__TEXT BLOCK__.
The Bourne Ultimatum is tense and it is exciting. Seeing as it is the third part of a six hour story, the whole film can be a third act chase. The chase itself exerts a great torque, a magnetic push and pull. He is coming to the chasers, pulled there by the truth, being pushed away by those who did him wrong. This isn't normal. They don't need to chase him. The battle lines are drawn and scrubbed out all over the world and all the while the arena, the crucible in down-town New York, is being prepared for the final assault.

The death of the reporter in Waterloo Station is extremely important in setting up the film's parameters. It tells us one thing - anyone who helps Bourne, and not only Bourne, can be killed. From then on C.I.A. insiders (not moles) Nicky and Pamela Landy really are, in our minds, putting their necks on the block by helping him. The tension and excitement becomes emotional, kinetic and irresistible, spiralling out of and then into control.

It is indeed an excellent film all the way to the conclusion, but not for all of the conclusion.

The last shot of Bourne twitching to life underwater (resonating with baptismal, cleansing imagery, water being prevalent throughout the trilogy) brings the series full circle in a satisfying and triumphant way. However, with Nicky's smile already greeting the news that he has not been found, it is redundant. The inclusion of this shot feels like trite symbolism and tidy narrative packaging, the desire for which can interfere with the strongest possible representation of the material. The finale would have been more satisfying without it.





Second-guessing a Director's motives is nigh-on impossible (and something I am loath to do) but those moments in film that feel most jarring are precisely the ones that bring their making and their makers most readily to mind. David Bordwell goes further (and probably too far) along this route of enquiry, reverse-engineering the concrete reality of the film to assume certain decisions, deficiencies and deceptions on the part of the film-makers.

__EXERCISE REQUIREMENTS__. Rewrite the section of the film review starting at "The death of" and ending at "of the conclusion.", replacing "Waterloo Station" with "Paddington Station". Rely only on the film review to respond.

__GIVEN INFORMATION__.

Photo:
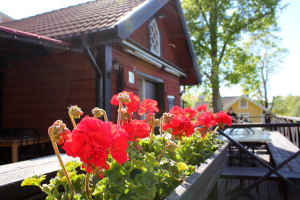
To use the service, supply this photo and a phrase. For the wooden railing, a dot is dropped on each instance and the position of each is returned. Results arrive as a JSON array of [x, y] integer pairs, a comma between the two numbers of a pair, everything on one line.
[[290, 132]]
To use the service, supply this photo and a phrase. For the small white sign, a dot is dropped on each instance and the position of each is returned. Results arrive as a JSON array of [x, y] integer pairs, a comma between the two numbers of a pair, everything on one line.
[[131, 77]]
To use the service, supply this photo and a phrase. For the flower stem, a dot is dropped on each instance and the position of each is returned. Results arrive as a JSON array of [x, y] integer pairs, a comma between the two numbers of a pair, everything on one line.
[[162, 153], [72, 119], [60, 161], [87, 189], [119, 114], [160, 126], [104, 115], [216, 129], [152, 132]]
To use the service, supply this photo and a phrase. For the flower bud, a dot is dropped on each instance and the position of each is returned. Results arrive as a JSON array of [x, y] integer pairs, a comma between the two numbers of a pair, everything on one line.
[[97, 112], [59, 131], [75, 111], [124, 98]]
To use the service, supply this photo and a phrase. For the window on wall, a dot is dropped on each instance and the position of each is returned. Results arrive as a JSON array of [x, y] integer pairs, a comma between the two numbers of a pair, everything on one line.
[[155, 46], [171, 102], [151, 87], [243, 104], [244, 117]]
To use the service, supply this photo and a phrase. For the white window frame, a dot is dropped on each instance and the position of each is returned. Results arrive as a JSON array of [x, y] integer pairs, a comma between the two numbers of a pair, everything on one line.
[[154, 37], [240, 105], [244, 113]]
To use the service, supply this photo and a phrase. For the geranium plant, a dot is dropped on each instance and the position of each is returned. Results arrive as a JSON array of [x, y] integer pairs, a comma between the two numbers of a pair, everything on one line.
[[127, 160]]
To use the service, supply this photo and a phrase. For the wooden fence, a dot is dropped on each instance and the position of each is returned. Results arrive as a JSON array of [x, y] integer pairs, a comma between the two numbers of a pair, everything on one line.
[[290, 132]]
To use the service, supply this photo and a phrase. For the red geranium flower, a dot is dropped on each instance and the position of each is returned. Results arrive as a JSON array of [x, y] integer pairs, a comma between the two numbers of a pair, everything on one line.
[[148, 105], [137, 129], [190, 112], [177, 110], [222, 118], [92, 140], [202, 108], [132, 105], [180, 125], [206, 120]]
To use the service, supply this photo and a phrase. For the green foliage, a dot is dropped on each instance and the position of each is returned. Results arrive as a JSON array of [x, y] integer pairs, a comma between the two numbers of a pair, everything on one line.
[[217, 29], [286, 106], [265, 57], [153, 171]]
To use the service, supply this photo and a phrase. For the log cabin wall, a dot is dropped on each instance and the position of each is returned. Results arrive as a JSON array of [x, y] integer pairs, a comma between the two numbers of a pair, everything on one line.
[[131, 63], [37, 90]]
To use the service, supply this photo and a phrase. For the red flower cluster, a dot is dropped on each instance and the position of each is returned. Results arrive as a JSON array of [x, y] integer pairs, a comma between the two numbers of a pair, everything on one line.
[[92, 140], [136, 129], [190, 112], [207, 120], [132, 104], [202, 108], [148, 105], [181, 125], [223, 118]]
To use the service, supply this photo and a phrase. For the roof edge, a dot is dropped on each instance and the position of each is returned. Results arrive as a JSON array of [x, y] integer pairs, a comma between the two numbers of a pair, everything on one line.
[[133, 20], [14, 34], [189, 42], [247, 98]]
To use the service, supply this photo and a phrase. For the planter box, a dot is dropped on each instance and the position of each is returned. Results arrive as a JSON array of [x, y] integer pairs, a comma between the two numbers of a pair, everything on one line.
[[12, 175], [199, 184]]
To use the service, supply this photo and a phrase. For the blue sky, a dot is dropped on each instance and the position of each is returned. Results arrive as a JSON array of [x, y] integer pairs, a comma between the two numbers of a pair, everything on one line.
[[285, 82]]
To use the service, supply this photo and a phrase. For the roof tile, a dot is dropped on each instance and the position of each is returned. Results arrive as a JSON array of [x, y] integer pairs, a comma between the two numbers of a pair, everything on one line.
[[82, 18]]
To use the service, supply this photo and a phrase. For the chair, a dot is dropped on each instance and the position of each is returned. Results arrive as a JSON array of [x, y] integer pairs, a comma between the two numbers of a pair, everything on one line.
[[29, 144]]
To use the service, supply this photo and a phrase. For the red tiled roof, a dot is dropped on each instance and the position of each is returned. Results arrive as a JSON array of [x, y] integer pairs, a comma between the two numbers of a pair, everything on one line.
[[74, 20], [22, 33]]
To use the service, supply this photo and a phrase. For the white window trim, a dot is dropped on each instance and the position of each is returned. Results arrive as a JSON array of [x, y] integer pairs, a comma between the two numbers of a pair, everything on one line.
[[154, 34], [240, 107]]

__WORKED SOLUTION__.
The death of the reporter in Paddington Station is extremely important in setting up the film's parameters. It tells us one thing - anyone who helps Bourne, and not only Bourne, can be killed. From then on C.I.A. insiders (not moles) Nicky and Pamela Landy really are, in our minds, putting their necks on the block by helping him. The tension and excitement becomes emotional, kinetic and irresistible, spiralling out of and then into control.

It is indeed an excellent film all the way to the conclusion, but not for all of the conclusion.